[Stored records]
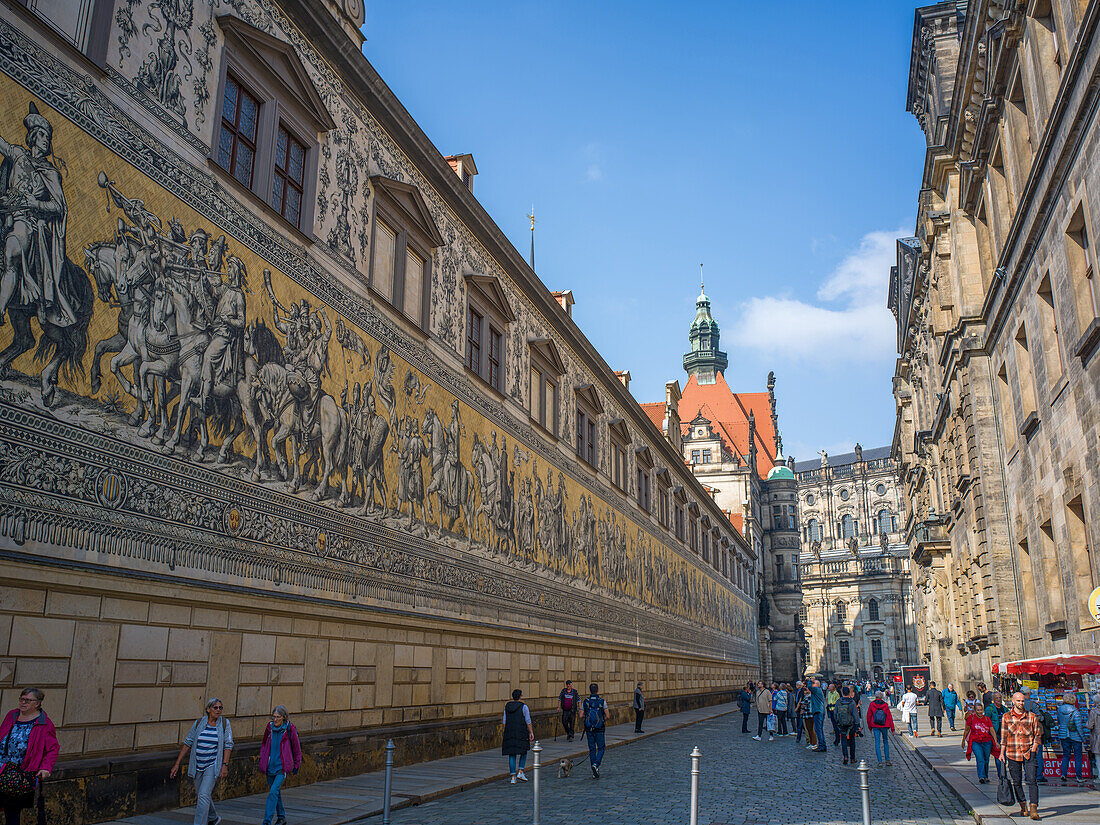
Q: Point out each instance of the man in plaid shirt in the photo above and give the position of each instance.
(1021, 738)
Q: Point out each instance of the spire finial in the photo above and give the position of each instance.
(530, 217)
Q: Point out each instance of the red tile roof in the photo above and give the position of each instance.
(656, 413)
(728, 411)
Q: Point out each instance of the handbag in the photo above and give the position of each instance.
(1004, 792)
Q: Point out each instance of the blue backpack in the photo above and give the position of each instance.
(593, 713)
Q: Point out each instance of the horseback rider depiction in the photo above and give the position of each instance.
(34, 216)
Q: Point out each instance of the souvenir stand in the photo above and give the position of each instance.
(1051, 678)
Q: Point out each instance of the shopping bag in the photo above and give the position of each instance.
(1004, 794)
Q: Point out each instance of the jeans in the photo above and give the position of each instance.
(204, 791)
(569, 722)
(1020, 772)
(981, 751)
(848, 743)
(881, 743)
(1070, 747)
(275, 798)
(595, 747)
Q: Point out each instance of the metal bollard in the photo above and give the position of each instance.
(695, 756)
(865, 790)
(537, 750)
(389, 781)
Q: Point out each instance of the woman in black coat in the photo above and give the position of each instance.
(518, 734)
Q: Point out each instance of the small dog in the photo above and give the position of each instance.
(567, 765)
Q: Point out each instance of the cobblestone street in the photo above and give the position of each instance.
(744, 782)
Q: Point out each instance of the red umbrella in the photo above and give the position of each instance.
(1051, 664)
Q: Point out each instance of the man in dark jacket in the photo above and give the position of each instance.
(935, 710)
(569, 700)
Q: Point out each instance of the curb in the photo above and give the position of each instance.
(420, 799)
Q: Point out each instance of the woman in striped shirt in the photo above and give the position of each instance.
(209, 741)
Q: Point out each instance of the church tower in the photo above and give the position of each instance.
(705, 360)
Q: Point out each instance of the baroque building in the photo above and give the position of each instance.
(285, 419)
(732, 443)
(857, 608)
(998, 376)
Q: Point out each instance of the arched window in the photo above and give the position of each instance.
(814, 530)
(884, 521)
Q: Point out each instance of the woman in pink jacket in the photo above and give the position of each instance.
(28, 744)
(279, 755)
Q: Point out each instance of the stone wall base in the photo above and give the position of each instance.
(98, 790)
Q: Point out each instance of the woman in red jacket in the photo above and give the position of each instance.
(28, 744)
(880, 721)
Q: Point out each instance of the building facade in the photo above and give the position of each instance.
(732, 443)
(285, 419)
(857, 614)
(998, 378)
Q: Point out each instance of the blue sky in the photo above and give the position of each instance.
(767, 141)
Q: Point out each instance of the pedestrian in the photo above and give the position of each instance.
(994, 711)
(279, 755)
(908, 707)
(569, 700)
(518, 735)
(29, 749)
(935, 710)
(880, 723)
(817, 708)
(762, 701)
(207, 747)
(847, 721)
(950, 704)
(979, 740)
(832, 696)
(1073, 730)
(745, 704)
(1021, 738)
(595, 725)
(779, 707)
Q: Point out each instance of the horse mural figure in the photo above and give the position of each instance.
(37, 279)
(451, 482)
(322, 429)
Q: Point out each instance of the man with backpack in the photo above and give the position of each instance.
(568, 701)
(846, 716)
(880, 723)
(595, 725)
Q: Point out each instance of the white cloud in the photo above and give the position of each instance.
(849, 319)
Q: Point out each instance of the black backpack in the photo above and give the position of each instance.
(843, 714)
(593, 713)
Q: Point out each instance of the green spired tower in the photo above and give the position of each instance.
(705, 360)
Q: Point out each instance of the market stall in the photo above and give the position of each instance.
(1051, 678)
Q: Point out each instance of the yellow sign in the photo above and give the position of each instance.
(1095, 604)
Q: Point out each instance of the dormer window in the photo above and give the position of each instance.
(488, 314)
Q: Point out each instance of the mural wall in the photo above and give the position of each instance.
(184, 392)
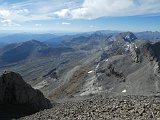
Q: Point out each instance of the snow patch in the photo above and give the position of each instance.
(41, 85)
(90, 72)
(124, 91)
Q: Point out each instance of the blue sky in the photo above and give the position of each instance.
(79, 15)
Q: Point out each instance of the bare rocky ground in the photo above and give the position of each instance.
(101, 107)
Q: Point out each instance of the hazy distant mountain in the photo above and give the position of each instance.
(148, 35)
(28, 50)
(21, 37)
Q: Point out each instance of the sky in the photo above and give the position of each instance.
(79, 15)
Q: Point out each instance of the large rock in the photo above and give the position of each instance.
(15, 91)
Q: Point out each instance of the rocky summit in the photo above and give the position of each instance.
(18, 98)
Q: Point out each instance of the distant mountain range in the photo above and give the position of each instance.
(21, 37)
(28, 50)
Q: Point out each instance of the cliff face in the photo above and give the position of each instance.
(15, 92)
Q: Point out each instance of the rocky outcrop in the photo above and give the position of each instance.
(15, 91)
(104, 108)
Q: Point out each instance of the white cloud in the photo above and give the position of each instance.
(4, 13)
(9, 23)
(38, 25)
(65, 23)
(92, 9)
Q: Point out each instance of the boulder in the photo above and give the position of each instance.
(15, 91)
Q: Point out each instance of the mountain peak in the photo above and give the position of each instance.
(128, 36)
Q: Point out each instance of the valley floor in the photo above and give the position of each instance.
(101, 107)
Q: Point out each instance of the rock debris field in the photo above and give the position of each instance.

--

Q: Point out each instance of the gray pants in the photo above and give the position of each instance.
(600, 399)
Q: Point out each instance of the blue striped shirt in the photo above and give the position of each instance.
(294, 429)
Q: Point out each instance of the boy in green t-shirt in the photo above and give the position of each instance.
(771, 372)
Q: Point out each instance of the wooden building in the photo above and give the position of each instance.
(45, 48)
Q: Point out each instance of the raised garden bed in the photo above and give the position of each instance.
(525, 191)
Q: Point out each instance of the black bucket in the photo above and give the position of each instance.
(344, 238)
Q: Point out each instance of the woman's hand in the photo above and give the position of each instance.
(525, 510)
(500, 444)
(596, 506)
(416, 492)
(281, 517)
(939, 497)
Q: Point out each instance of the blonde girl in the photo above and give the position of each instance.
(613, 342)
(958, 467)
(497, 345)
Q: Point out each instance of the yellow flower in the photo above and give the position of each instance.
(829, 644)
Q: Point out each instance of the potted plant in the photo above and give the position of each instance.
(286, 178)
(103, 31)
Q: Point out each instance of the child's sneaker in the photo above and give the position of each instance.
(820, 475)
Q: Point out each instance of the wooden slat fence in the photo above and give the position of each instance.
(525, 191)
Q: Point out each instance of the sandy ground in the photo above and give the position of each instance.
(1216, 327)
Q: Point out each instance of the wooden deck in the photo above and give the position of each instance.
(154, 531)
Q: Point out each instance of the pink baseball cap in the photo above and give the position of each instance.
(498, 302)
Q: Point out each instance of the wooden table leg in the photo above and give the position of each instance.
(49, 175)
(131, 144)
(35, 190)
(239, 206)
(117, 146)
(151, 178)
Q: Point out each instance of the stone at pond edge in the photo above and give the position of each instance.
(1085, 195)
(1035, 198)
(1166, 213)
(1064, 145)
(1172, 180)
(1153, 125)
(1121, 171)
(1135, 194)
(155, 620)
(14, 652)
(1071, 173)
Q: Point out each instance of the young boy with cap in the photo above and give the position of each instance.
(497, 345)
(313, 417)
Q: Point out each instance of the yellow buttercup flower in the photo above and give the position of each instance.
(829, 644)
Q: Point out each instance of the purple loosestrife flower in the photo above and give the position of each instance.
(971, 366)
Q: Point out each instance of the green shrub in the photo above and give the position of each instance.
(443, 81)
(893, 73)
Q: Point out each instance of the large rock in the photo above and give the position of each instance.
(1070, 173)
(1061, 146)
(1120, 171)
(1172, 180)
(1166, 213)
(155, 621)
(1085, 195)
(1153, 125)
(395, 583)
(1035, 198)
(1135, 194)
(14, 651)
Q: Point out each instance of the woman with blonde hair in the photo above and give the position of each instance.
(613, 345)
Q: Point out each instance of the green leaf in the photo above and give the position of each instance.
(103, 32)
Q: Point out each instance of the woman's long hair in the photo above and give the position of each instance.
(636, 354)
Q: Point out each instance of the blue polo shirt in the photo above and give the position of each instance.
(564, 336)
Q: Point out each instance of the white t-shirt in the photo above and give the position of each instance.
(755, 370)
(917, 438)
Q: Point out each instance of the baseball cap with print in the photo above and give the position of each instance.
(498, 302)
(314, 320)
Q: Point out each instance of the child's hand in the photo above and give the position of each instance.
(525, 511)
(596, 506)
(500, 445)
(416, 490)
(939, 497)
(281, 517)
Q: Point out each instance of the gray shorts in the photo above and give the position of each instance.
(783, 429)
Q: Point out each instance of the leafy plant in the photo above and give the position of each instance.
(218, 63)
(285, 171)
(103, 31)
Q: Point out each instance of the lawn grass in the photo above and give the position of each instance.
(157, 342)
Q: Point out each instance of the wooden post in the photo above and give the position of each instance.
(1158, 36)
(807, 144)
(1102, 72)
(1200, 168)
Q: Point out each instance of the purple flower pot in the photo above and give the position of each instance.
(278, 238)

> **INSTRUCTIONS FOR THE TASK**:
Among the entries above, locate the lines containing "Q: Point out each instance of the cliff" and "Q: Point out each instance of the rock debris", and transcribe exactly those two lines and all lines between.

> **RESPONSE TO THE EXERCISE**:
Q: Point out each instance of the cliff face in the photo above and give the position of each instance.
(15, 92)
Q: Point out each instance of the rocky outcrop in the photo above and give the position of each instance.
(15, 91)
(104, 108)
Q: Point out each instance of the white cloud in the photo above and give the position of each instance.
(4, 13)
(9, 23)
(38, 25)
(65, 23)
(92, 9)
Q: Point out each instance of the boulder in the photo above and give the position of each instance.
(15, 91)
Q: Point out each instance of the mountain peak in the photo above and give the position of each instance.
(128, 36)
Q: Point out each instance of the valley floor in the photo above and give the position of each instance.
(101, 107)
Q: Point out each instance of the rock debris field in the photo above and give the position of each instance.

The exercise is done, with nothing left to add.